Aim of the task
Continue the NumPy mailing-list message below about the proposed iteraxis() function, beginning immediately after its final sentence.

Document text
[Numpy-discussion] Proposal of new function: iteraxis()

Charles R Harris charlesr.harris at gmail.com
Thu Apr 25 16:04:31 EDT 2013


On Thu, Apr 25, 2013 at 1:51 PM, <josef.pktd at gmail.com> wrote:

> On Thu, Apr 25, 2013 at 3:40 PM, Robert Kern <robert.kern at gmail.com>
> wrote:
> > On Thu, Apr 25, 2013 at 8:21 PM, Andrew Giessel
> > <andrew_giessel at hms.harvard.edu> wrote:
> >> I respect this opinion.  However (and maybe this is legacy), while
> reading
> >> through the numeric.py source file, I was surprised at how short many
> of the
> >> functions are, generally.  Functions like ones() and zeros() are pretty
> >> simple wrappers which call empty() and then copy over values.
> >
> > Many of these are short, but they do tend to do at least two things
> > that someone would otherwise have to do. This really isn't the case
> > for iteraxis() and rollaxis(). One can use rollaxis() pretty much
> > everywhere you would use iteraxis(), but not vice-versa.

Information supplied
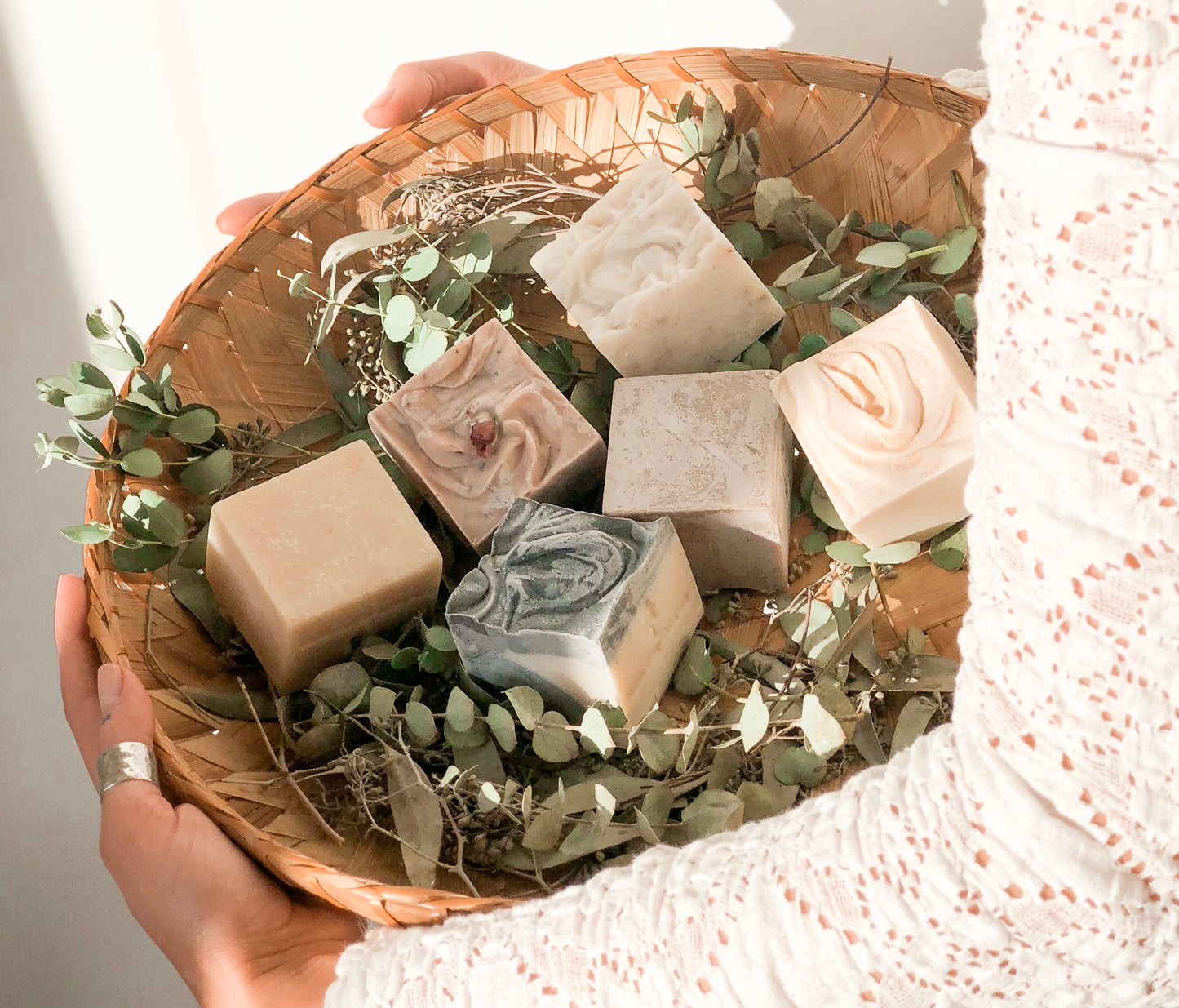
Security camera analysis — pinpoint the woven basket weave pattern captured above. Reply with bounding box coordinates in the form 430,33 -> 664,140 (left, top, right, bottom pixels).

Right answer
> >
> >> FWIW, I had used numpy for over two years before realizing that the
> default
> >> behavior of iterating on a numpy array was to return slices over the
> first
> >> axis (although, this makes sense because it makes a 1d array like a
> list),
> >> and I think it is generally left out of any tutorials or guides.
>
> That definitely sounds like a documentation problem.
> I'm using often that it's a python iterator in the first dimension,
> and can be used with *args and tuple unpacking.
> (I didn't need it with anything else than axis=0 or axis=-1 for matplotlib
> IIRC)
>
> I never used rollaxis, but I have seen it a lot when I was still
> reading the nipy source.
>
> In general, I think that there are already too many aliases in numpy,
> or function whether it's not really clear if they are aliases or
> something slightly different.
>
> It took me more than a year to remember what `expand_dims` is called,
> (I always tried, add_axis) until I bookmarked it for a while.
>
>
After thinking about it, I'm in favor of this small function. Rollaxis
takes a bit of thought and document reading to figure out how to use it,
whereas this function covers a common use with an easy to understand API.
I'm not completely satisfied with the name, it isn't as memorable as I'd
like, but that is a small quibble.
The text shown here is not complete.